### Raw records:
★ ★ ★ ★ ★

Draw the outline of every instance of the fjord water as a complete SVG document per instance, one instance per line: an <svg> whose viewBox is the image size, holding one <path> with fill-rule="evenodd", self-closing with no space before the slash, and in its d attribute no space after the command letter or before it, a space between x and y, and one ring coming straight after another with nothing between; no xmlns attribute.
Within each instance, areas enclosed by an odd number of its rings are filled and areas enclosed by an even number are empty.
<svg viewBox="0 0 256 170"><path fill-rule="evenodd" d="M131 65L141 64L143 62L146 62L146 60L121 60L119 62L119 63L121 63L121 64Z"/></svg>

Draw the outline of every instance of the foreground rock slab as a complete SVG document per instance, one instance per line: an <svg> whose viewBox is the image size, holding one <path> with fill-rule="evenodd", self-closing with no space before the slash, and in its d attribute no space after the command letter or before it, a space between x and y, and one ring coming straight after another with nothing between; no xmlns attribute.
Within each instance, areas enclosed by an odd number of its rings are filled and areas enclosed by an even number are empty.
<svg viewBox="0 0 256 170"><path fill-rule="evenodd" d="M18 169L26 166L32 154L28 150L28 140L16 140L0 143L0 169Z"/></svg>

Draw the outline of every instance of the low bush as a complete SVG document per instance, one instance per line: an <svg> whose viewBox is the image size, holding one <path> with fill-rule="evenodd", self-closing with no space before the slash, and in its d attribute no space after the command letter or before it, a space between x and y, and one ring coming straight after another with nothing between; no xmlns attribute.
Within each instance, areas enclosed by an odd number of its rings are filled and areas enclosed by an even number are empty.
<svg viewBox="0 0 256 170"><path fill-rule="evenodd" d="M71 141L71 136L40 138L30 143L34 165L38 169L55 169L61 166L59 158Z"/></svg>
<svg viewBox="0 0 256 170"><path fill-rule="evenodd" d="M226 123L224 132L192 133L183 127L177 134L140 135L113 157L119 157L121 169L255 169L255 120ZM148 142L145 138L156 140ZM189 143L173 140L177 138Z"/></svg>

★ ★ ★ ★ ★

### EXERCISE PROMPT:
Update all of the items above by changing "rings" to "loops" and leaving everything else as it is. Give the revised lines in full.

### RESPONSE:
Draw the outline of every instance of the fjord water as a complete SVG document per instance, one instance per line: an <svg> whose viewBox is the image size, holding one <path> with fill-rule="evenodd", self-closing with no space before the slash, and in its d attribute no space after the command letter or before it, a space between x and y, and one ring coming straight after another with nothing between; no xmlns attribute.
Within each instance, areas enclosed by an odd number of its loops are filled and areas enclosed by an even number are empty.
<svg viewBox="0 0 256 170"><path fill-rule="evenodd" d="M131 65L141 64L143 62L146 62L146 60L121 60L119 62L119 63L121 63L121 64Z"/></svg>

Draw the outline of every instance of the foreground rock slab as a complete SVG document per instance, one instance per line: an <svg> whose viewBox is the image size, holding one <path> with fill-rule="evenodd", self-closing with no space before the slash, and in its d attribute no space after the command letter or before it, a space between x and y, and one ring coming straight after another with nothing between; no xmlns attribute.
Within each instance, areas enclosed by an odd number of its loops are filled and areas enclosed by an even number are empty.
<svg viewBox="0 0 256 170"><path fill-rule="evenodd" d="M18 169L26 166L32 154L28 150L28 140L16 140L0 143L0 169Z"/></svg>

Draw the outline of every instance of the low bush as a complete SVG document per instance, one instance per line: an <svg> whose viewBox is the image size, holding one <path> with fill-rule="evenodd", self-closing with no space before the slash, and in its d attribute no space after the command letter or before it, a space between x and y, and one ring coming straight after another with nothing between; no xmlns attribute.
Within each instance, areas enclosed by an odd number of its loops are filled and areas enclosed by an even number are empty.
<svg viewBox="0 0 256 170"><path fill-rule="evenodd" d="M71 141L71 136L40 138L30 143L34 165L38 169L55 169L61 166L59 158Z"/></svg>
<svg viewBox="0 0 256 170"><path fill-rule="evenodd" d="M226 123L224 132L192 133L183 127L177 134L140 135L113 157L119 157L121 169L255 169L255 120ZM148 142L145 138L156 140ZM189 143L173 140L177 138Z"/></svg>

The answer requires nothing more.